## THE INPUT
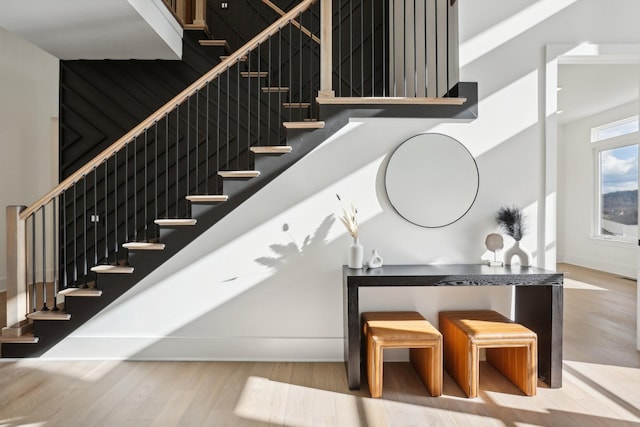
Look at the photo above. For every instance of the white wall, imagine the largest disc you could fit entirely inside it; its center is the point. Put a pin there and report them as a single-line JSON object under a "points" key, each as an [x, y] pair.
{"points": [[28, 103], [576, 178], [217, 298]]}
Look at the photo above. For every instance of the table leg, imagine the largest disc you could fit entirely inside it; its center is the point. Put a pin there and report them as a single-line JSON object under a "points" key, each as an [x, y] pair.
{"points": [[540, 309], [352, 335]]}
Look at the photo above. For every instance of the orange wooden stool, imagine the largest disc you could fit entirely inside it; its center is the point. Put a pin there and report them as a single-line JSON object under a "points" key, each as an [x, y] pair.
{"points": [[403, 329], [510, 348]]}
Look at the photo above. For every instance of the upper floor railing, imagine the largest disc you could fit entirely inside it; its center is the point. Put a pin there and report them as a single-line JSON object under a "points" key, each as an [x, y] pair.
{"points": [[190, 13]]}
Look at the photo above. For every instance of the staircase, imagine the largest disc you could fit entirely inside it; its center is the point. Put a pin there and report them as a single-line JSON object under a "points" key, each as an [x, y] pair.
{"points": [[189, 164]]}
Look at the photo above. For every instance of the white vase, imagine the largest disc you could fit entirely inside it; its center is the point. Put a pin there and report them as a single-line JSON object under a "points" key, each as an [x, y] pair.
{"points": [[356, 254], [375, 261], [516, 251]]}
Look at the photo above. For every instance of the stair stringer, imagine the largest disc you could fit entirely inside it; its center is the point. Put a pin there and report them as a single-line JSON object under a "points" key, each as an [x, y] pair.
{"points": [[114, 286]]}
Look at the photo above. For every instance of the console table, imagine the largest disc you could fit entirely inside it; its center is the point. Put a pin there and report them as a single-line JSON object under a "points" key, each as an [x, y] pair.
{"points": [[538, 304]]}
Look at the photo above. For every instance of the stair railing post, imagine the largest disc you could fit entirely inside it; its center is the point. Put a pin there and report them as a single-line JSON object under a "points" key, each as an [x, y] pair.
{"points": [[200, 13], [326, 45], [17, 292]]}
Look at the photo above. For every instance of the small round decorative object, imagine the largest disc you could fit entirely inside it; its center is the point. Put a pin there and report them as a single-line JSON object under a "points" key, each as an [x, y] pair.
{"points": [[494, 242]]}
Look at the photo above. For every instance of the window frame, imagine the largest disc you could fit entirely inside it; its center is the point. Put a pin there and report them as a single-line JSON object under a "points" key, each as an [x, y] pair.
{"points": [[598, 147]]}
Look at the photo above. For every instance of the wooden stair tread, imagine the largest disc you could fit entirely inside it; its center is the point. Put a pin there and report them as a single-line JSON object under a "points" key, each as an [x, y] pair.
{"points": [[81, 292], [239, 174], [170, 222], [26, 339], [104, 268], [313, 124], [331, 100], [241, 59], [254, 73], [207, 198], [215, 43], [271, 149], [144, 246], [49, 315], [272, 89], [296, 104]]}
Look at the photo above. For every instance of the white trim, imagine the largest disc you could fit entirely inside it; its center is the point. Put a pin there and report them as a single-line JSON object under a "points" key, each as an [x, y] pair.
{"points": [[330, 349]]}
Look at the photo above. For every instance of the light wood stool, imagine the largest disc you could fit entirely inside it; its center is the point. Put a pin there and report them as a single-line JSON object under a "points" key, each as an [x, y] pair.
{"points": [[510, 348], [403, 329]]}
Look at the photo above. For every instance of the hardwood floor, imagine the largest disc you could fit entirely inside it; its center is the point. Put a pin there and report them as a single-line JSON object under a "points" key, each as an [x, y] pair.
{"points": [[601, 384]]}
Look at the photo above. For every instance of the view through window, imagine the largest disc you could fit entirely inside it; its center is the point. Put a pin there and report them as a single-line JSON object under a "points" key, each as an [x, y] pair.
{"points": [[616, 147]]}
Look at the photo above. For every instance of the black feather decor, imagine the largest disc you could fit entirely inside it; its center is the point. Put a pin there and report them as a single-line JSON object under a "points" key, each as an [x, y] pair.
{"points": [[511, 222]]}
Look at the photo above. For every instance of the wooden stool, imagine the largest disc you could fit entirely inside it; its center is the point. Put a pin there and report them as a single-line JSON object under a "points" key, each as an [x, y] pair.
{"points": [[511, 348], [403, 329]]}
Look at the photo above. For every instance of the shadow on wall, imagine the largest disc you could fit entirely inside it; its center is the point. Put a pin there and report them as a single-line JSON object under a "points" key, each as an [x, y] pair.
{"points": [[286, 254]]}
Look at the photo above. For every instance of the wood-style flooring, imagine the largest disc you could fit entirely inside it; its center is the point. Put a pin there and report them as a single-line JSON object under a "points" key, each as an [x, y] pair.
{"points": [[601, 384]]}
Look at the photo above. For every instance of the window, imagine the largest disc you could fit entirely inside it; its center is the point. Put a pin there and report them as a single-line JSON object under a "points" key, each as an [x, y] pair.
{"points": [[616, 153]]}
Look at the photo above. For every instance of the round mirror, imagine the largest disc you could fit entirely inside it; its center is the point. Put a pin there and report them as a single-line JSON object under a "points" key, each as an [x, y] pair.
{"points": [[432, 180]]}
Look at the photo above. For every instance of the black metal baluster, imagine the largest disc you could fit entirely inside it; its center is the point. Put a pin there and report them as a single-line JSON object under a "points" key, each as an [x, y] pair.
{"points": [[238, 115], [115, 210], [54, 253], [426, 61], [155, 180], [394, 47], [311, 50], [166, 166], [146, 195], [34, 288], [258, 139], [178, 158], [95, 217], [228, 142], [435, 34], [85, 270], [447, 50], [404, 46], [300, 61], [339, 49], [384, 48], [218, 84], [279, 118], [290, 69], [75, 237], [351, 47], [44, 260], [258, 79], [106, 212], [135, 189], [373, 48], [269, 97], [415, 50], [189, 148], [206, 149], [65, 277], [126, 192], [197, 138], [361, 49]]}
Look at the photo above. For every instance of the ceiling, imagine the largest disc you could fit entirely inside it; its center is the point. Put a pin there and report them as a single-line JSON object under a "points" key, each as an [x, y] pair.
{"points": [[95, 29], [587, 89]]}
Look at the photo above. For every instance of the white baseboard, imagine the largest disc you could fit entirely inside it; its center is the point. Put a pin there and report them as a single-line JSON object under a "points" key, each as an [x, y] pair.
{"points": [[621, 269], [199, 348]]}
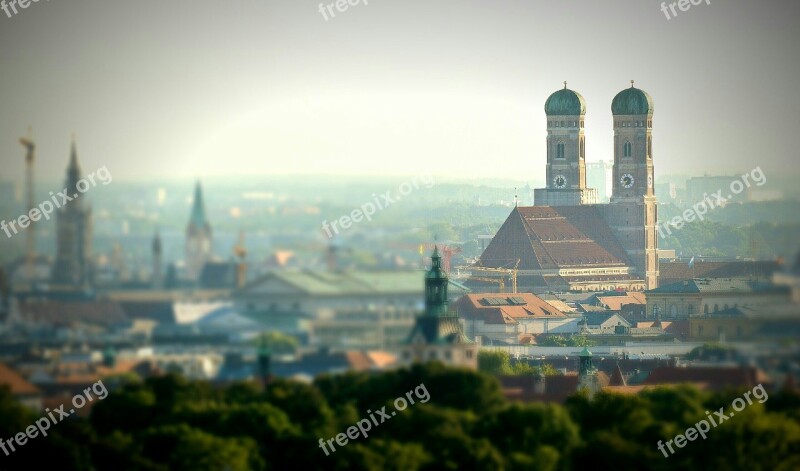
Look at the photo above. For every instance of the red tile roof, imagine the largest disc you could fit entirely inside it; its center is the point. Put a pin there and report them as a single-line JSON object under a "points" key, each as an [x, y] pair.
{"points": [[494, 308], [19, 386], [544, 237]]}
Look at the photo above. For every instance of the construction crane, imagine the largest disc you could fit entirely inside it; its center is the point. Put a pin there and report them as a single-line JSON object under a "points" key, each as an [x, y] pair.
{"points": [[510, 272], [30, 239], [498, 281]]}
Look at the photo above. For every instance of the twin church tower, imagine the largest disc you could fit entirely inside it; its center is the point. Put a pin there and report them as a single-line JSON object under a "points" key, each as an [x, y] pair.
{"points": [[566, 148], [569, 242]]}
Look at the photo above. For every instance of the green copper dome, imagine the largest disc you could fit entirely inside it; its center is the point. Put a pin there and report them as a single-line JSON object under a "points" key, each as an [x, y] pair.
{"points": [[565, 102], [632, 101]]}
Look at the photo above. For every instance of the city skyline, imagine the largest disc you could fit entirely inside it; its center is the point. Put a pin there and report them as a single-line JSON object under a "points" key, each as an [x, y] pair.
{"points": [[386, 89]]}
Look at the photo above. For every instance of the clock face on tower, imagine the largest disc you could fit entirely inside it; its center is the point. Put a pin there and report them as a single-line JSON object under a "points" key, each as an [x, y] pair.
{"points": [[627, 180]]}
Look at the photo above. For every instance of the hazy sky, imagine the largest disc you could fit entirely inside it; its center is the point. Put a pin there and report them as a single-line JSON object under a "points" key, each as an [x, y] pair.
{"points": [[205, 88]]}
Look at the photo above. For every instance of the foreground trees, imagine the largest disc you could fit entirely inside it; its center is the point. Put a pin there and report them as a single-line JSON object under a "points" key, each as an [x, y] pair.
{"points": [[169, 423]]}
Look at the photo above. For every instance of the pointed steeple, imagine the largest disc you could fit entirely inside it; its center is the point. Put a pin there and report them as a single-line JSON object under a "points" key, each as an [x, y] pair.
{"points": [[436, 287], [73, 169], [197, 219], [157, 243]]}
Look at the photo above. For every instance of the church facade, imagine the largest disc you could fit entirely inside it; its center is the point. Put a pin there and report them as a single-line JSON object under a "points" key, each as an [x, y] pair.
{"points": [[568, 242]]}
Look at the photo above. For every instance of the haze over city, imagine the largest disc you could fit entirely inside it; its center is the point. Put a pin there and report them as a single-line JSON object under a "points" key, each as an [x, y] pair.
{"points": [[266, 88], [405, 235]]}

## BRIEF
Repeat only the stretch of lines starting at the one containing "Look at the photo above. For every instance of the pointed" and running to the final line of the entries above.

## WRITTEN ANSWER
Look at the photo above. For every instance of the pointed steeple, imagine the largest disc you could fit entirely inside it; its center is the point. Put a pin there and report them as a single-line JSON object under a "points" key, each as an [x, y] pair.
{"points": [[436, 287], [73, 169], [197, 219], [157, 243]]}
Look at the photo above. For every instance of the church facade, imagine the largest disc you could fit entirely inside it; its center is the point. Put a pin there and report them as a single-line JSON object under a "points" key, each as an [x, y] pair.
{"points": [[568, 242]]}
Look at the photo above. For every instance of the haze over city, imagine the largest disc you could fit entirely inside it; its center is the point. Put a pin there and report them as a single-line JSON object under a "points" key, each as an [x, y] pair.
{"points": [[266, 88], [405, 235]]}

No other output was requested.